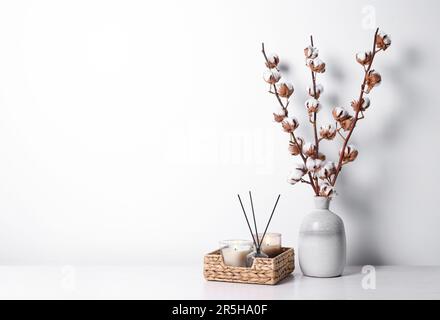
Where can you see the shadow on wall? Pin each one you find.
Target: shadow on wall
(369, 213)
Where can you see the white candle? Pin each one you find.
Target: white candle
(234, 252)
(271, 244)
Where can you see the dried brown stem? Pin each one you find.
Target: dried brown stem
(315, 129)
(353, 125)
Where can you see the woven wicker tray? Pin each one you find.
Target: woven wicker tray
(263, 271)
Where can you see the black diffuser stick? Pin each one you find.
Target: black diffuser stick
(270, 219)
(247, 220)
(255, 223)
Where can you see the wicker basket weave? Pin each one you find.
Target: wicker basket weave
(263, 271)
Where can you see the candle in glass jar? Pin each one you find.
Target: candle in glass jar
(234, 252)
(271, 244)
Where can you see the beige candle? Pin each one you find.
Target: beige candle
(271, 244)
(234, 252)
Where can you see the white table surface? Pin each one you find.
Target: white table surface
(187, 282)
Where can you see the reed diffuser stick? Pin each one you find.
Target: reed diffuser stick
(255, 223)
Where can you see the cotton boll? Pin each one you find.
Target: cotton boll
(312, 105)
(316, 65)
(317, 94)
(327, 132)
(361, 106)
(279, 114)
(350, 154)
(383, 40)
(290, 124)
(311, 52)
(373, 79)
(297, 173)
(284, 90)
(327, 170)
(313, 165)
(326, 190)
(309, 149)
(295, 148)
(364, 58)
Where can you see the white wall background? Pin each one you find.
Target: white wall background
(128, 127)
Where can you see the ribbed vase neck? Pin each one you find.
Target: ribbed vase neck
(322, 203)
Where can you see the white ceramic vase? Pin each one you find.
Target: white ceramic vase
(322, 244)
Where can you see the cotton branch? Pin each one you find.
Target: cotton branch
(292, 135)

...

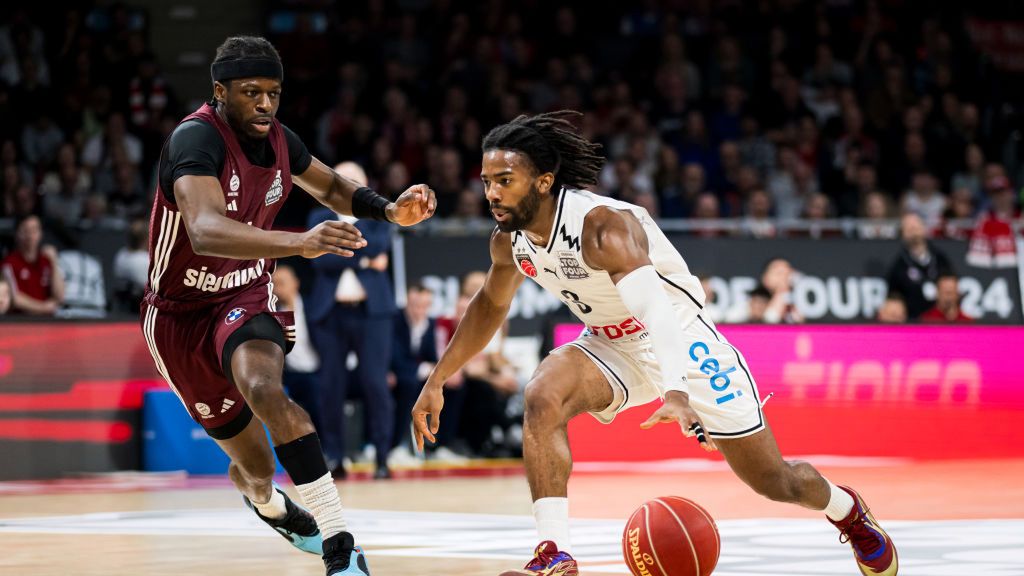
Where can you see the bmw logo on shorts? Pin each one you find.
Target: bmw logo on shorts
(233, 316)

▶ **GIVEN INSTRUCTION**:
Pick out each line of the listing above that contains the string "wicker". Case matters.

▶ **RESPONSE**:
Where can you see the woven wicker tray? Pin each one you find.
Target: woven wicker tray
Where can you see the wicker basket weave? Pin each one you find.
Target: wicker basket weave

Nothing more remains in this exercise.